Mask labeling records
====

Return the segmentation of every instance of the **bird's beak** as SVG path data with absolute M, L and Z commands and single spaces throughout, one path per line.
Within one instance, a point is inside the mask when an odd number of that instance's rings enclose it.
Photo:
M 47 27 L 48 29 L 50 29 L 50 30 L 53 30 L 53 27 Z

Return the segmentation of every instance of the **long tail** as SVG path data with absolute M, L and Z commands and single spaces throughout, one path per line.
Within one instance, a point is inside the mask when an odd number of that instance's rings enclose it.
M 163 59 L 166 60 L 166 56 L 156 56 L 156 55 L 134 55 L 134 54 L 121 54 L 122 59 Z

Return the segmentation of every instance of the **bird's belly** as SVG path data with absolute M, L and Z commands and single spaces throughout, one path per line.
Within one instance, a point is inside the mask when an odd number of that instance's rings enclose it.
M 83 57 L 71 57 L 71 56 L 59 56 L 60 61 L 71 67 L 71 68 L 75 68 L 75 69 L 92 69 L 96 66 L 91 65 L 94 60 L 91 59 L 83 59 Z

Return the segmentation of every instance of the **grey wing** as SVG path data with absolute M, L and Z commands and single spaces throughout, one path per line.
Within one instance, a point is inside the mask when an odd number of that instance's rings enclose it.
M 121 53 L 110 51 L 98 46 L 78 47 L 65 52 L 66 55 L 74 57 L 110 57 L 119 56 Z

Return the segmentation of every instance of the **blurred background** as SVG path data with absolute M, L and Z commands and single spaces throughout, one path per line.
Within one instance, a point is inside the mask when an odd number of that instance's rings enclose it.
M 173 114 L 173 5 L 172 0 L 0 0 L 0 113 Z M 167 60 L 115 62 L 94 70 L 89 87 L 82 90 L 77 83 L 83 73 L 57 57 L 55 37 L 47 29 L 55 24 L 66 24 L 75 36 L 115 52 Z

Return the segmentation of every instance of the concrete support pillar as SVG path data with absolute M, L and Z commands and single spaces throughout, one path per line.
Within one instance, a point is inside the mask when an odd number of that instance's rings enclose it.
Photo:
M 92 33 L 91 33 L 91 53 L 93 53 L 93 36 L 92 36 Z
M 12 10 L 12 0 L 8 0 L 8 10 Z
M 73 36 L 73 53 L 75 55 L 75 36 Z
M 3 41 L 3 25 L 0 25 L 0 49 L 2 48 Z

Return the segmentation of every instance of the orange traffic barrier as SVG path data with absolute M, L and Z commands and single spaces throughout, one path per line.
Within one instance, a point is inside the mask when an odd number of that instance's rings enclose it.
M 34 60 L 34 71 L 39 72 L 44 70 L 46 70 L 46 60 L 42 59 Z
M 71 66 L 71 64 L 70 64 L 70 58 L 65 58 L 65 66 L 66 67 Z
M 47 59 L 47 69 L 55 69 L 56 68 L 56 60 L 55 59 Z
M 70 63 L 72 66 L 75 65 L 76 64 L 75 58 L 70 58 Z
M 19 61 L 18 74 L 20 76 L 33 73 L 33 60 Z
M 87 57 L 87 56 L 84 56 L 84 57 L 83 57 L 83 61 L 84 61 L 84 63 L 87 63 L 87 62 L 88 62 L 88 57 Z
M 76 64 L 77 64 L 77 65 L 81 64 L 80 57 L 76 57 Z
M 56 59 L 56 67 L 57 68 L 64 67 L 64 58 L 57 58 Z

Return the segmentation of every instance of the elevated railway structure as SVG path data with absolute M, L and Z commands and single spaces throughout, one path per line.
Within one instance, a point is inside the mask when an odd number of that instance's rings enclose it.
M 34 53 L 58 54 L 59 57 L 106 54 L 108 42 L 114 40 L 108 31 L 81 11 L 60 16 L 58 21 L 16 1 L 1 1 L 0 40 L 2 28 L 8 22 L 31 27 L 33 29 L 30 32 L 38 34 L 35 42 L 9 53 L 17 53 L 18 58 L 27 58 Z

====

Problem to solve
Please retype every line of the records above, word for word and in the same order.

Result
Return the segmentation of every instance of the **bird's beak** as SVG path data with absolute M, L and Z commands and single spaces throughout, one path per line.
Within one instance, a point is inside the mask when an odd number of that instance's rings enclose it.
Photo:
M 47 27 L 48 29 L 50 29 L 50 30 L 53 30 L 53 27 Z

Return the segmentation of every instance of the **long tail** as SVG path data with absolute M, L and Z commands and single spaces throughout, one path per line.
Within one instance, a point is inside the mask when an odd number of that instance's rings enclose it.
M 163 59 L 166 60 L 166 56 L 156 56 L 156 55 L 134 55 L 134 54 L 121 54 L 122 59 Z

Return the segmentation of every instance of the **bird's belly** as SVG path data with absolute M, L and Z commands and single spaces throughout, one path per line.
Within one instance, a point is inside the mask when an odd number of that instance's rings enclose it.
M 83 57 L 71 57 L 71 56 L 59 56 L 60 61 L 71 67 L 71 68 L 75 68 L 75 69 L 92 69 L 96 66 L 91 65 L 94 60 L 91 59 L 83 59 Z

Return the segmentation of every instance of the **grey wing** as SVG path data with absolute M, L and Z commands and single spaces throughout, one path per line.
Within one instance, a point is inside the mask when an odd number of that instance's rings enclose it.
M 121 53 L 110 51 L 98 46 L 78 47 L 65 52 L 66 55 L 74 57 L 110 57 L 119 56 Z

Return the segmentation of every instance of the **blurred background** as SVG path data with absolute M, L and Z commands and single spaces throughout, one path per line.
Within one instance, a point is inside the mask when an odd number of that instance's rings enclose it.
M 173 114 L 173 5 L 172 0 L 0 0 L 0 113 Z M 167 60 L 115 62 L 94 70 L 89 87 L 82 90 L 77 83 L 83 73 L 57 57 L 55 37 L 47 29 L 55 24 L 66 24 L 75 36 L 115 52 Z

Return the segmentation of every instance of the concrete support pillar as SVG path data with absolute M, L and Z commands and single spaces throughout, one path per line.
Within one instance, a point is inside the mask when an odd number of that instance's rings enclose it.
Photo:
M 92 33 L 91 33 L 91 53 L 93 53 L 93 36 L 92 36 Z
M 12 10 L 12 0 L 8 0 L 8 10 Z
M 73 36 L 73 53 L 75 55 L 75 36 Z
M 3 41 L 3 25 L 0 25 L 0 49 L 2 48 Z

Return the segmentation of every instance of the orange traffic barrier as SVG path data with absolute M, L and Z commands and single spaces throughout, one path per line.
Within one instance, a point is inside the mask when an odd number of that instance's rings enclose it.
M 34 60 L 34 71 L 39 72 L 44 70 L 46 70 L 46 60 L 42 59 Z
M 71 66 L 71 64 L 70 64 L 70 58 L 65 58 L 65 66 L 66 67 Z
M 47 59 L 47 69 L 55 69 L 56 68 L 56 60 L 55 59 Z
M 70 63 L 72 66 L 75 65 L 76 64 L 75 58 L 70 58 Z
M 19 61 L 18 74 L 20 76 L 33 73 L 33 60 Z
M 87 57 L 87 56 L 84 56 L 84 57 L 83 57 L 83 61 L 84 61 L 84 63 L 87 63 L 87 62 L 88 62 L 88 57 Z
M 76 64 L 77 64 L 77 65 L 81 64 L 80 57 L 76 57 Z
M 56 59 L 56 67 L 57 68 L 64 67 L 64 58 L 57 58 Z

Return the segmentation of every instance of the elevated railway structure as SVG path data with absolute M, L and Z commands and single spaces throughout, one path per line.
Within one instance, a point is inside the mask when an odd number of that instance's rings enclose it.
M 34 53 L 58 54 L 59 57 L 106 54 L 108 42 L 114 40 L 108 31 L 81 11 L 60 16 L 58 21 L 16 1 L 1 1 L 0 40 L 2 28 L 8 22 L 31 27 L 33 29 L 30 32 L 38 34 L 35 42 L 9 53 L 17 53 L 18 58 L 27 58 Z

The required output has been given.